REQUIREMENT A ->
Answer these questions from the essay on Dune below:
(i) Which two of his father's closest advisors trained Paul in hand-to-hand fighting, tactics and strategy?
(ii) What does the essay identify as the central focus of Dune?
(iii) Which two actual Mahdis in Islamic history does the essay name as the most successful?
REQUIREMENT B -> Reproduce the passage of the essay on Dune below, starting with "Although Dune deals" and going on through "Emperor of Dune.)".

SOURCE TEXT ->
--------------------
And this is exactly what Paul Atreides, or Muad’dib as they call him, does. It turns out that Paul is indeed the Kwisatz Haderach that the Bene Gesserit had been hoping to breed–he just arrived one generation earlier than predicted. And in addition to his abilities to see into the future, Paul had been trained by his mother in Bene Gesserit mind-control; by his father in political intrigue; and by the likes of Gurney Halleck and Duncan Idaho, two of his father’s closest advisors, in hand-to-hand fighting, tactics and strategy. Once he is accepted as a Fremen, Paul leads them to take over Arrakis and exact revenge on the Harkonnens. The Fremen turn out to be even better warriors than the Emperor’s Sardaukar. Empowered by control of melange, the most important commodity in the galaxy, and motivated by their fanatical devotion to Paul as their Mahdi, they embark on a galactic jihad that makes Paul Emperor by the end of the book. (This latest movie stops well short of that, although there is another one coming out in 2023.)
Although Dune deals with interstellar travel, politics, warfare, ecology and a host of other topics, its central focus is religion–specifically, messianism. According to Herbert, however, while humanity in the far future has many religions, there really is no God. All religions are simply cultural mechanisms that allow people to deal with the vicissitudes of life, and/or rulers to manipulate the masses. If there is to be a messiah, mankind must create one itself. Or, in this case, one group–the Bene Gesserit–must do so. Humanity thus produces its own savior. (For the ultimate denouement of messianism, you need to read God Emperor of Dune.)
Paul Atreides as the Emperor/Kwisatz Haderach/Mahdi is very much in the Islamic theology and historical pattern of the last of those three roles. The Mahdi, predicted in Islamic traditions (but absent from the Qur’an), will be a desert warlord who eventually takes over the entire Earth by conquest. Paul Atreides, despite his best intentions, does the same thing, simply on a vaster scale–the entire galaxy. His jihad is said to cost the lives of billions. Actual Mahdis in Islamic history–Ibn Tumart of medieval North Africa and Muhammad Ahmad of 19th century Sudan the most successful–killed only tens of thousands. But these historical Mahdis had much in common with Dune‘s fictional one: fulfillment of prophecy via self-proclamation and -validation, military might unleashed, fervent devotees, and the seizing of political power as the solution to society’s problems. Muslim messianism does at least acknowledge a deity, unlike that of the far-future Fremen. But his “chosen one” is just another mass butcher, chopping up humanity to fit his dark designs–just as Paul Atreides does via his god-like, but human-created- powers.
Contrast that with the true once and future Messiah, Jesus Christ. He came not to kill, but to be killed. Salvation is thus made possible for every individual man and woman, not just the human collective. That’s because not only was Jesus sent by God. He was, and is, the Second Person of the Trinity. Not a desert warlord claiming to have Allah’s imprimatur. Nor a future political leader with godlike powers of prognostication but without a God. I love the story-telling in Dune and its many prequels and sequels. But that universe is ultimately a horrifyingly depressing one. Thank God we don’t, and won’t, live there.
--------------------
PROVIDED MATERIAL ->
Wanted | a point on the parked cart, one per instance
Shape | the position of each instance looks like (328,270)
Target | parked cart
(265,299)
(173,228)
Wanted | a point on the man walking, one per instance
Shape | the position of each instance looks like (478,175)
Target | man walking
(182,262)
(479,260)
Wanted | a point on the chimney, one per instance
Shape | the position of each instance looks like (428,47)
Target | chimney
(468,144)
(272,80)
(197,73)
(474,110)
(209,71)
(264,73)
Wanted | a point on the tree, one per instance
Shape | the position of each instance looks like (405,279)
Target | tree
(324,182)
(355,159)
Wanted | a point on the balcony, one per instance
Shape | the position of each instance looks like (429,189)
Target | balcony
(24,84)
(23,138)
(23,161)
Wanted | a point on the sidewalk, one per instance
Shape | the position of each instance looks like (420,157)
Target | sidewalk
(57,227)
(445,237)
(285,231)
--------------------
TASK RESPONSE A ->
(i) Gurney Halleck and Duncan Idaho.
(ii) Religion, specifically messianism.
(iii) Ibn Tumart of medieval North Africa and Muhammad Ahmad of 19th century Sudan.

TASK RESPONSE B ->
Although Dune deals with interstellar travel, politics, warfare, ecology and a host of other topics, its central focus is religion–specifically, messianism. According to Herbert, however, while humanity in the far future has many religions, there really is no God. All religions are simply cultural mechanisms that allow people to deal with the vicissitudes of life, and/or rulers to manipulate the masses. If there is to be a messiah, mankind must create one itself. Or, in this case, one group–the Bene Gesserit–must do so. Humanity thus produces its own savior. (For the ultimate denouement of messianism, you need to read God Emperor of Dune.)